Assignment:
Transcribe the listing from its top line through the line with "the white printed". Keep it exact, both ends included, and add nothing.

Data supplied:
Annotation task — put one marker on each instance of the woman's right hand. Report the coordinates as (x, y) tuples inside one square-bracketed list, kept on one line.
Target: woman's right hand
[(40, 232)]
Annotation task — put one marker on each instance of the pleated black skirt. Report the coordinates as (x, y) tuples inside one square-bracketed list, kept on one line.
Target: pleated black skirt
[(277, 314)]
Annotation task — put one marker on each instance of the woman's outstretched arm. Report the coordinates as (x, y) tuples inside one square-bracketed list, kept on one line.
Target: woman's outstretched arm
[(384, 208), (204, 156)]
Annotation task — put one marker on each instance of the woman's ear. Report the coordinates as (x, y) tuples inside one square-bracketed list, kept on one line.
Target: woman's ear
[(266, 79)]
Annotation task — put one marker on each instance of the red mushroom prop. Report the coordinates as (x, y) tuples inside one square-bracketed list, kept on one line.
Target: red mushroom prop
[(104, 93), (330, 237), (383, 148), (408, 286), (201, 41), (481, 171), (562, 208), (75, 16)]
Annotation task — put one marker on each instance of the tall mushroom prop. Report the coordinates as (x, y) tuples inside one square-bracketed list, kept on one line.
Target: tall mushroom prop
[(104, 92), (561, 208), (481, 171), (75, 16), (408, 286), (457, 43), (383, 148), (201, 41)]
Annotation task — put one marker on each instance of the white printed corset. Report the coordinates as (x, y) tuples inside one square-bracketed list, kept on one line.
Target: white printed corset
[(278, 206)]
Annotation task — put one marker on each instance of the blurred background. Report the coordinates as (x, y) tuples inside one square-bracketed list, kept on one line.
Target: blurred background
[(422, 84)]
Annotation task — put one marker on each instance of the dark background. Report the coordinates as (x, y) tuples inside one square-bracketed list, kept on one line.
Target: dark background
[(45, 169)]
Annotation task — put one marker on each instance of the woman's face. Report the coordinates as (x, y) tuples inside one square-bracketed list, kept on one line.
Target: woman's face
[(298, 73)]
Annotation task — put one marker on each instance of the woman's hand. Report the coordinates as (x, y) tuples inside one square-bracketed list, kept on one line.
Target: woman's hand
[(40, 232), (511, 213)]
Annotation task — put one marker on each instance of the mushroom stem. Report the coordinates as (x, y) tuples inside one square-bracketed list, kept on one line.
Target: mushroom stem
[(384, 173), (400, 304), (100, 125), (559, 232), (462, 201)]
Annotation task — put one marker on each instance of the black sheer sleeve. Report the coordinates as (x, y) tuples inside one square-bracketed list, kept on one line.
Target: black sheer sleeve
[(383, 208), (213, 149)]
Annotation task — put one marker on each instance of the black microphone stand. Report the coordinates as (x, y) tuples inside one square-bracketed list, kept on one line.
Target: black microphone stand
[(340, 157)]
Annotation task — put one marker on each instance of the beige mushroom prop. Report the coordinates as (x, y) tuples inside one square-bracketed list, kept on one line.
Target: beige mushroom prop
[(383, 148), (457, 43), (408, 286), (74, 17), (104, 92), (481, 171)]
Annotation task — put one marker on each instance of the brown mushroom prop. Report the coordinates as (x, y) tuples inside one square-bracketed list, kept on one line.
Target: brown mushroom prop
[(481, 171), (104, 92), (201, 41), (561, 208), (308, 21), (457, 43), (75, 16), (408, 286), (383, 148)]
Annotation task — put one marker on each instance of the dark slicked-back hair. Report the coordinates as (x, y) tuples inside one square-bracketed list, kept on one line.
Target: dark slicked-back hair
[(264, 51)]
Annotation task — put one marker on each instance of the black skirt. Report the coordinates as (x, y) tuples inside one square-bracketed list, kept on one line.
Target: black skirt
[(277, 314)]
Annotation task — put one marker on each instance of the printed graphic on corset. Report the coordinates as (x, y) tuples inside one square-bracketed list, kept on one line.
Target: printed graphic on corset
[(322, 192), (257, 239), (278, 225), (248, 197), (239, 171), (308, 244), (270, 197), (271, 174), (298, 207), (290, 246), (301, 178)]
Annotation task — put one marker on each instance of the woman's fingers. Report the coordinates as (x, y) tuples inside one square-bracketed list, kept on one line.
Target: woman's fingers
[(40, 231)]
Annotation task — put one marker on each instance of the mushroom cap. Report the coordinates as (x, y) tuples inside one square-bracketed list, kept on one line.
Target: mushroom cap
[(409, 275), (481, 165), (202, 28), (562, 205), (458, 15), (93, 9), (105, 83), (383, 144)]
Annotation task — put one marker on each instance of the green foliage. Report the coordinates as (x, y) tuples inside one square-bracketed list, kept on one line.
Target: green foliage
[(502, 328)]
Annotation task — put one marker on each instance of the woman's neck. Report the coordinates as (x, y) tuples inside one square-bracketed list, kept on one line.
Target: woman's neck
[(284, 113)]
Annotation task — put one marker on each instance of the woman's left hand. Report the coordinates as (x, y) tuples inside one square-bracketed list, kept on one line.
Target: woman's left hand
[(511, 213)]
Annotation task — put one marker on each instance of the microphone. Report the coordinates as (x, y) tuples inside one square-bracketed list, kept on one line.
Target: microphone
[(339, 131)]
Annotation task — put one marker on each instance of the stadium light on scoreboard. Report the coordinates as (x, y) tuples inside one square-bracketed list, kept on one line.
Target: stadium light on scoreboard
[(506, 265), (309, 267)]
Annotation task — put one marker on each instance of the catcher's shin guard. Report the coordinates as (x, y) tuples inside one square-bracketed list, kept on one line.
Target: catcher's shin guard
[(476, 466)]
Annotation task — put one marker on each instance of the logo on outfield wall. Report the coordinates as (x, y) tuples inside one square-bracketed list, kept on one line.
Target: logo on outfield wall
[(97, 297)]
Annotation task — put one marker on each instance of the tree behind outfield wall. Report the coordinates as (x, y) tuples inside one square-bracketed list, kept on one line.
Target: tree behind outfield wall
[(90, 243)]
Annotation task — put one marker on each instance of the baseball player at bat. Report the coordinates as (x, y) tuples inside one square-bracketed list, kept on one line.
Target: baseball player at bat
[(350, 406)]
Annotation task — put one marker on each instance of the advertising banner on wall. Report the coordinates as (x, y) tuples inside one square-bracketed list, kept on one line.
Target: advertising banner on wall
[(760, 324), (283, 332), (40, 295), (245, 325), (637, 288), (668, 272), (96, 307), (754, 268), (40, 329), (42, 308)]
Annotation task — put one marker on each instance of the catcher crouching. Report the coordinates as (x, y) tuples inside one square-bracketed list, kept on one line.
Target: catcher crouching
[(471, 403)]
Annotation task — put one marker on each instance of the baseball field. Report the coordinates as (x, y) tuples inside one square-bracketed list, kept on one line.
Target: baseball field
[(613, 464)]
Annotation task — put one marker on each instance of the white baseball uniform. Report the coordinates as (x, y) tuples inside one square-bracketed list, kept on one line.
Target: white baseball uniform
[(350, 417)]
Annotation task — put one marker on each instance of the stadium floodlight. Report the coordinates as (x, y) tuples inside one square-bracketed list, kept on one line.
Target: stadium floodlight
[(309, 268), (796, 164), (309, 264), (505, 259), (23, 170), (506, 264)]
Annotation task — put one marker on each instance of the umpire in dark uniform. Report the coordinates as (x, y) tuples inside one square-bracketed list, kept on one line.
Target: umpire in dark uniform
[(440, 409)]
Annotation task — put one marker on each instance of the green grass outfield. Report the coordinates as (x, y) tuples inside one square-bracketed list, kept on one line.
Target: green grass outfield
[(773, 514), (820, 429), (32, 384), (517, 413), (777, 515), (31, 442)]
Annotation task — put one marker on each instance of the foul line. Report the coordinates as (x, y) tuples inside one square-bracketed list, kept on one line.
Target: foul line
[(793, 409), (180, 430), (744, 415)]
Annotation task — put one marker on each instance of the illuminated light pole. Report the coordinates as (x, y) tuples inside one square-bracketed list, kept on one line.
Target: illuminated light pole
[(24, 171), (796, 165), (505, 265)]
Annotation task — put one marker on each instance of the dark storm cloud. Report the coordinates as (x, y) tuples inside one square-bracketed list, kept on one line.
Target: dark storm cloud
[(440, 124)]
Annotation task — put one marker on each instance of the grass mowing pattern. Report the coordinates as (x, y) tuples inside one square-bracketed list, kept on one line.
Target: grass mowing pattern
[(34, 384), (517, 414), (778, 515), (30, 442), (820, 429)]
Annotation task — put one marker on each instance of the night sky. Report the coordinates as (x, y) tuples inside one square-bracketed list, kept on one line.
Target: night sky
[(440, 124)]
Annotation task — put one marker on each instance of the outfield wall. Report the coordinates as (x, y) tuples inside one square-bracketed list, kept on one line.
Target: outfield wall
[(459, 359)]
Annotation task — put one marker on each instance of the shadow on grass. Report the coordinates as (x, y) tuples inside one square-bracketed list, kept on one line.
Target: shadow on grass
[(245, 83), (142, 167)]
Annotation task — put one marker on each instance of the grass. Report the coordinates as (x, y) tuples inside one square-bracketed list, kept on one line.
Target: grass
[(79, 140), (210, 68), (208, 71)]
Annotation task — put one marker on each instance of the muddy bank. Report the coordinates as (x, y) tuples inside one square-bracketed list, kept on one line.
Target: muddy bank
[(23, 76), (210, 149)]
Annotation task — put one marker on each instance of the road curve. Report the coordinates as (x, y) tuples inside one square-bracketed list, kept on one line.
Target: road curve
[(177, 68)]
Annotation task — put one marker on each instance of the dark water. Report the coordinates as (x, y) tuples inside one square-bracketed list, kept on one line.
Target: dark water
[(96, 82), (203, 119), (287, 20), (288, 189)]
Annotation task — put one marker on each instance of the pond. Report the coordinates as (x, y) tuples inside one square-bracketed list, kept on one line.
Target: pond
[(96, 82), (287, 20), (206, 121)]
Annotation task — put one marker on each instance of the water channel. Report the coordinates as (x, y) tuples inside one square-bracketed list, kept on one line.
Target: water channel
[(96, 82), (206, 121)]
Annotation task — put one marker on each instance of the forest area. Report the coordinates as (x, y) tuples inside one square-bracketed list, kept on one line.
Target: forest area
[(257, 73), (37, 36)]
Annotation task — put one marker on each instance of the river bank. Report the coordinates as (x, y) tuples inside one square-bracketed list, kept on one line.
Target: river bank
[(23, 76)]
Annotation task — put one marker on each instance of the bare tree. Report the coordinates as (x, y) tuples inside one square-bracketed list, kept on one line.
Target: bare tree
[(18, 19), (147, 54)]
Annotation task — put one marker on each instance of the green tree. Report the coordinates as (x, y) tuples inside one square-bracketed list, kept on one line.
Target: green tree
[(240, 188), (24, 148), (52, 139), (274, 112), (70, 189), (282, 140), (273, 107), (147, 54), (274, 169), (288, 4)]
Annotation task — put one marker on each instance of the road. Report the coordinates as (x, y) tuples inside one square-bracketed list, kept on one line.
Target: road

Response box:
Annotation task — put one marker on each instance of the woman's right hand. Report the coordinates as (x, y) tuples inside one square-bracketed list, kept on one line.
Target: woman's right hand
[(40, 232)]
Annotation task — put one marker on each instance of the pleated black skirt. Report the coordinates as (x, y) tuples inside one square-bracketed list, kept on one line.
Target: pleated black skirt
[(277, 314)]
Annotation task — put one marker on each instance of the woman's outstretched arm. Report the coordinates as (x, y) tuples inside one square-bracketed list, kept on one line.
Target: woman's outstretched arm
[(384, 208), (204, 156)]
Annotation task — put one marker on each instance of the woman's ear. Report the coordinates as (x, y) tuples inside one square-bracketed list, kept on one line.
Target: woman's ear
[(266, 79)]
Annotation task — put one marker on each instance of the red mushroom prop. Report the coordinates as (x, y) tuples inside one square-bracketed list, kept on one line.
Target: red mushroom prop
[(104, 93), (330, 237), (383, 148), (408, 286), (201, 41), (481, 171), (562, 208), (75, 16)]
Annotation task — put one marker on each instance of the tall mushroom prop. Report the coordinates as (x, y) tuples inside one square-bracketed list, kept on one line.
Target: tall mushroom prop
[(104, 92), (561, 208), (481, 171), (75, 16), (408, 286), (457, 43), (383, 148), (201, 41)]
Annotation task — put one marker on each instance of the white printed corset. Report the coordinates as (x, y) tuples inside one square-bracketed list, kept on one line.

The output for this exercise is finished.